# [Task brief]
Copy out, exactly as given, every line from the line with "the red scarf" to the end of the listing, both of those lines included.

Start of Material

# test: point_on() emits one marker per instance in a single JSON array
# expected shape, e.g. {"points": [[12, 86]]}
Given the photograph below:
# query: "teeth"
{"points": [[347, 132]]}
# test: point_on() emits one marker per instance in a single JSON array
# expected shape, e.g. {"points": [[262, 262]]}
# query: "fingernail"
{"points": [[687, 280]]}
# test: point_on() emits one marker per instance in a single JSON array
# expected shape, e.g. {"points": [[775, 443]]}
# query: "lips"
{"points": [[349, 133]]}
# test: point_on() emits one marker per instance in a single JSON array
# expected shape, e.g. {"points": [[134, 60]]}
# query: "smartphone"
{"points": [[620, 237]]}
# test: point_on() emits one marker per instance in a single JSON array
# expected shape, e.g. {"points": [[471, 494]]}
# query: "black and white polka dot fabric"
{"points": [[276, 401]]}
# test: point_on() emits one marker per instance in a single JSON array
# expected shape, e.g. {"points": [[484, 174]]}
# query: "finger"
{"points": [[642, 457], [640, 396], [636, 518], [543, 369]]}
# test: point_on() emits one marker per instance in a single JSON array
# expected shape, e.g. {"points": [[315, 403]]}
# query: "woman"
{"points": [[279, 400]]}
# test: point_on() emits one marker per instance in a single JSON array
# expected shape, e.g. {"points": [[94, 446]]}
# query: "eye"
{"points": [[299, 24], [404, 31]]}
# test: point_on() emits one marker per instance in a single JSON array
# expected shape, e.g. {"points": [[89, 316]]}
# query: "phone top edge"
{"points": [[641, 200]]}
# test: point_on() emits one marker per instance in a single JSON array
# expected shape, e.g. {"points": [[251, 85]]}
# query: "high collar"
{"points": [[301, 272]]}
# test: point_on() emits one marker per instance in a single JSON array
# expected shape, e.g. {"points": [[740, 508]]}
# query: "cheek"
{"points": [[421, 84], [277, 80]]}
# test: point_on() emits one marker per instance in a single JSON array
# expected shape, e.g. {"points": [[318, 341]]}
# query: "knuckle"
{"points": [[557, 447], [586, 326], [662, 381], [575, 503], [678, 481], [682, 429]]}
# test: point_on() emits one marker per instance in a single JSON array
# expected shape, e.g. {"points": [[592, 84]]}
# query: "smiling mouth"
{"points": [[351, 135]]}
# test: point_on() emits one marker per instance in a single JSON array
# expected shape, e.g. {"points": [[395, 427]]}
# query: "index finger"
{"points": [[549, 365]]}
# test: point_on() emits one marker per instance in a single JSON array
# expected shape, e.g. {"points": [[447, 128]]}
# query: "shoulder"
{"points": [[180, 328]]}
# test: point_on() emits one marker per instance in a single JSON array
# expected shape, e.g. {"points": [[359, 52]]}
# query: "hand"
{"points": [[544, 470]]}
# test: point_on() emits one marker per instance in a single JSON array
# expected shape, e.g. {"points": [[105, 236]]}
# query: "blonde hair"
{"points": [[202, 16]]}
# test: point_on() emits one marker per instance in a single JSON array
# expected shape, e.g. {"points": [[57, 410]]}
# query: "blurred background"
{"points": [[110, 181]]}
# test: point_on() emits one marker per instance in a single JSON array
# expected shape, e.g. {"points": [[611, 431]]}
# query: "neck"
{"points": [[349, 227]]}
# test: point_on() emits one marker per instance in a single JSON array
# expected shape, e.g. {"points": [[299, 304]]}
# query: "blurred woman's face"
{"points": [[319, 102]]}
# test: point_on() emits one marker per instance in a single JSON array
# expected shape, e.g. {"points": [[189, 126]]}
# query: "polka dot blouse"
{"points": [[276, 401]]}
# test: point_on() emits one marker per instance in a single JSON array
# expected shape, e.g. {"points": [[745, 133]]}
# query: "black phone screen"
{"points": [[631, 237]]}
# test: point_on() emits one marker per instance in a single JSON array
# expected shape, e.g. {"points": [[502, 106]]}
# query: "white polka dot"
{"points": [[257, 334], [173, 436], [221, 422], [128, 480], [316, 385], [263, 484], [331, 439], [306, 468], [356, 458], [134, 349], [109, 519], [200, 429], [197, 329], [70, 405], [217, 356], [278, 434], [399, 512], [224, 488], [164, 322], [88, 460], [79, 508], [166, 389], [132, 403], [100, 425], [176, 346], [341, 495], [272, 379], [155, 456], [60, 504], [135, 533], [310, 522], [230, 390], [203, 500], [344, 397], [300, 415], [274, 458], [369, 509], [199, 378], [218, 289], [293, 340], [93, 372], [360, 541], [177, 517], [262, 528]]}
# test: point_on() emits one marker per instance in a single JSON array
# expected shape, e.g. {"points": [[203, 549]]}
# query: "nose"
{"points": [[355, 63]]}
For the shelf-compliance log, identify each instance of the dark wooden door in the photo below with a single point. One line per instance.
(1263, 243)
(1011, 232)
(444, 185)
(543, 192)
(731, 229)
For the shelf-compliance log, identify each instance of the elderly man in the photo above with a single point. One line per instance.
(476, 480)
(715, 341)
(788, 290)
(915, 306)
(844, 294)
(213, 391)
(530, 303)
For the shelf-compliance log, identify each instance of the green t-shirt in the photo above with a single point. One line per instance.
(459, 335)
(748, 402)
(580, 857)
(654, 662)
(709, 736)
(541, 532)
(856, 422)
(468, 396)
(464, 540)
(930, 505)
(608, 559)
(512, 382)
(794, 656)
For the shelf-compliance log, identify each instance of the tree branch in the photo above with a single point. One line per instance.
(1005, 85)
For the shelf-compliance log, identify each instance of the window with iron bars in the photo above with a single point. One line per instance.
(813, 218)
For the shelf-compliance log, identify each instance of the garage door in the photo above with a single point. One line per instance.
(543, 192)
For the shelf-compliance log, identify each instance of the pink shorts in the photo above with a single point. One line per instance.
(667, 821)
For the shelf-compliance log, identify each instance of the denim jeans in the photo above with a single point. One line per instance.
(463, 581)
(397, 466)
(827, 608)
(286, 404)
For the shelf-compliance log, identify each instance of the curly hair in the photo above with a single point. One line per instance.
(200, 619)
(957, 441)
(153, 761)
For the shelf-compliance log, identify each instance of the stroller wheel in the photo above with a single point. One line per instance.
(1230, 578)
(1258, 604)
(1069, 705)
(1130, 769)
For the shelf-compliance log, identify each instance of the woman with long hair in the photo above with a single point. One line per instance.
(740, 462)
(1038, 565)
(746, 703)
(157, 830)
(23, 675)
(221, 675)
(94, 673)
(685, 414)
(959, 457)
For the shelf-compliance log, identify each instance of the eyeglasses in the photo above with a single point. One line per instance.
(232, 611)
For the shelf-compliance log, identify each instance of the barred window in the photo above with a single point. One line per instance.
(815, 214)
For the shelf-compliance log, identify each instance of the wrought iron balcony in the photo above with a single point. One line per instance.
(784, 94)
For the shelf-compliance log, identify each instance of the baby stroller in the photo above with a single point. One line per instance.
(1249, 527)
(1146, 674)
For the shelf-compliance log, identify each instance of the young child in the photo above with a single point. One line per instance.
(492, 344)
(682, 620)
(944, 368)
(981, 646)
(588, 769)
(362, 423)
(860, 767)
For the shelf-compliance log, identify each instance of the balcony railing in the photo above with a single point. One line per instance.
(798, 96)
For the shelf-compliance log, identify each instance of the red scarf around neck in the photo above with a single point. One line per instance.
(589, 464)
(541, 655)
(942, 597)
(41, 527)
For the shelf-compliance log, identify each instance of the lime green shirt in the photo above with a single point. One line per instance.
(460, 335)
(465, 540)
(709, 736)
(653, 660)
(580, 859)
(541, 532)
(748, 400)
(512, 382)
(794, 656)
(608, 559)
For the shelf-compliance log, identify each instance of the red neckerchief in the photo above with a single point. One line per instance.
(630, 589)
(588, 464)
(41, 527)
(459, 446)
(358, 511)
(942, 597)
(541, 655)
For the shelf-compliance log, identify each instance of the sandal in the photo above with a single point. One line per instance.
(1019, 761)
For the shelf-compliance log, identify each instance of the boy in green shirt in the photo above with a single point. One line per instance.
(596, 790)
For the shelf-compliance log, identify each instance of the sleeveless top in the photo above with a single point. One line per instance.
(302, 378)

End of Material

# [Full response]
For the shelf-compliance log, identify each instance of the red scarf around neck in the photo above with a single point. One line per instance.
(589, 464)
(541, 655)
(942, 597)
(41, 527)
For the shelf-compliance log, identify each instance of the lime green shirt in the photo above with a single point. One line per instance.
(460, 335)
(465, 540)
(709, 736)
(653, 660)
(580, 859)
(541, 532)
(748, 400)
(512, 382)
(794, 656)
(608, 559)
For the shelf-compliance log, identify each instance of the red neckerchief in the photo above with a single point. One line per instance.
(630, 589)
(588, 464)
(41, 527)
(459, 446)
(358, 511)
(942, 597)
(541, 655)
For the shelf-compliance log, identify each instance of the sandal in the photo above with a single point. One line per instance.
(1019, 761)
For the shelf-compliance log, identify each instance of the boy in green shirt in the photo above with a single point. One line per instance.
(596, 790)
For the shelf-compliance log, identify each instance of the sleeveless top in the photo above with a single point. One line per instance.
(302, 378)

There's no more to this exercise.